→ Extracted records
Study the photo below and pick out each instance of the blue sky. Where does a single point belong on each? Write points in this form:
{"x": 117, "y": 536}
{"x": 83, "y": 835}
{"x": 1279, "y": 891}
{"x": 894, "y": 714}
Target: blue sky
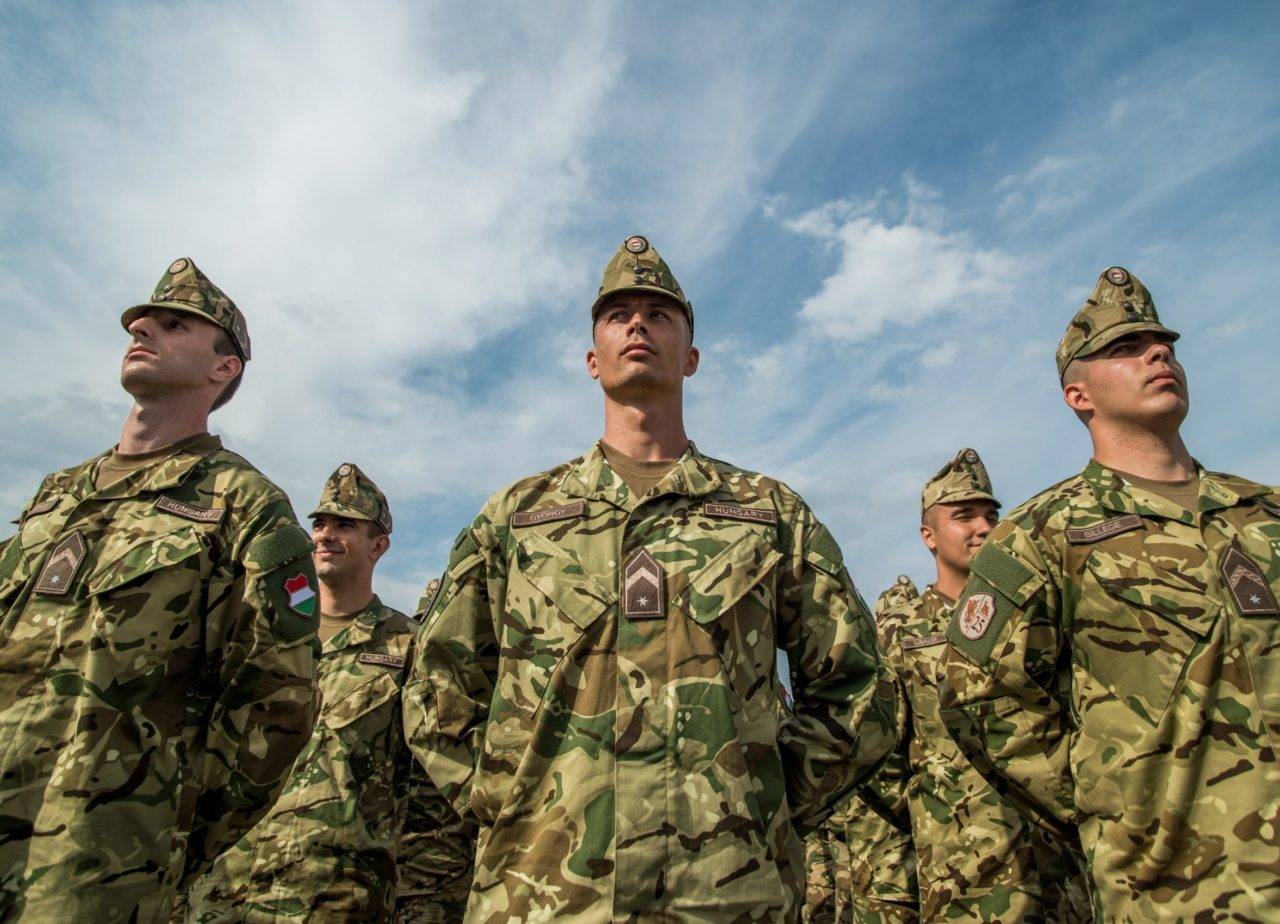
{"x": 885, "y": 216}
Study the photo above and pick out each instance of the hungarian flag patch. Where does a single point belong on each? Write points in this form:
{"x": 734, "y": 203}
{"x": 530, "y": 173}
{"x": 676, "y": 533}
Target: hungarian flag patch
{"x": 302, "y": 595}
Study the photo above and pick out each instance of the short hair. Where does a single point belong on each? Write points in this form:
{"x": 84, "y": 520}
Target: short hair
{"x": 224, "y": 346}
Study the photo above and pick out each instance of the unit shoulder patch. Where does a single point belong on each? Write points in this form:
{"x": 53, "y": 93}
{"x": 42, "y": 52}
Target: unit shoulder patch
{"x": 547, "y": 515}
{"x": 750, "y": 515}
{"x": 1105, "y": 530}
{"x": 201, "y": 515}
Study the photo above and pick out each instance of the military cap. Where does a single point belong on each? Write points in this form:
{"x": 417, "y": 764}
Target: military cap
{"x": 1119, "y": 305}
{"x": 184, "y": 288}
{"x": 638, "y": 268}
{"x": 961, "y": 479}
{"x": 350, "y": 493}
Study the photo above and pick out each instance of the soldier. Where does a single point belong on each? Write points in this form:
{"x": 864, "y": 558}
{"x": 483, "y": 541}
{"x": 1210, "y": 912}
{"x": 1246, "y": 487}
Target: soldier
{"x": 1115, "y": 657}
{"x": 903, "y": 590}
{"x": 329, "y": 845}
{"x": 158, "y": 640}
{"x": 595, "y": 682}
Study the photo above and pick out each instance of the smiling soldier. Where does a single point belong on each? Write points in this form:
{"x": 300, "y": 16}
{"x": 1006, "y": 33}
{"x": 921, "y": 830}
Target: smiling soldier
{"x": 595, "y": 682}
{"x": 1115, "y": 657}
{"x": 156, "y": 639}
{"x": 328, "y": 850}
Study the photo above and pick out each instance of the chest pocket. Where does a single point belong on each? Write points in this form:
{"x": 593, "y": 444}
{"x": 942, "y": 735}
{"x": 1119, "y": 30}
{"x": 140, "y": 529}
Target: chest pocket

→ PROBLEM
Keep the pictures out and transcribe the entries exactly.

→ SOLUTION TO THE EXERCISE
Study the photo below and pick out each instance of the blue sky. Where does a single point belong on each? Write points in this form:
{"x": 117, "y": 536}
{"x": 83, "y": 835}
{"x": 1279, "y": 891}
{"x": 894, "y": 714}
Target: blue sky
{"x": 885, "y": 216}
Study the photo above and pick out each instance of the hungarian flag patch. Where does a single point belong on each? Write points in this form:
{"x": 734, "y": 203}
{"x": 530, "y": 173}
{"x": 676, "y": 533}
Target: hungarian flag patch
{"x": 302, "y": 595}
Study the photo above and pick out each instance of the short hair. Where does a single point belong on each? Write points in this form:
{"x": 84, "y": 520}
Target: short hair
{"x": 224, "y": 346}
Study the photo above and pick out each instance of the unit shoulder patch. Where does a single point belong on each? Write points in this form:
{"x": 53, "y": 93}
{"x": 42, "y": 52}
Target: unit shoulder patch
{"x": 547, "y": 515}
{"x": 750, "y": 515}
{"x": 1105, "y": 530}
{"x": 201, "y": 515}
Study the photo above and pick out each instance of the military cap. Where does a single point belong on each? Write points in this form:
{"x": 417, "y": 764}
Target: military cap
{"x": 1119, "y": 305}
{"x": 184, "y": 288}
{"x": 638, "y": 268}
{"x": 961, "y": 479}
{"x": 350, "y": 493}
Study the photo above and pick out each instance of the soldier. Where does a single point belong on each? Write points in this form:
{"x": 864, "y": 558}
{"x": 483, "y": 541}
{"x": 1210, "y": 912}
{"x": 1246, "y": 487}
Target: soldier
{"x": 1115, "y": 657}
{"x": 903, "y": 590}
{"x": 329, "y": 845}
{"x": 158, "y": 640}
{"x": 595, "y": 682}
Study the photo above and pick out each instance of the smiling soldier. Where does a single point belong on each? Write points in this form:
{"x": 300, "y": 16}
{"x": 1006, "y": 33}
{"x": 921, "y": 830}
Target: smiling soldier
{"x": 595, "y": 682}
{"x": 1115, "y": 657}
{"x": 156, "y": 639}
{"x": 328, "y": 850}
Study the photo above and pick out each instance of the chest pocket. Where does a single point belong on each? Write points in this form:
{"x": 593, "y": 444}
{"x": 942, "y": 735}
{"x": 1119, "y": 30}
{"x": 140, "y": 529}
Target: chest pocket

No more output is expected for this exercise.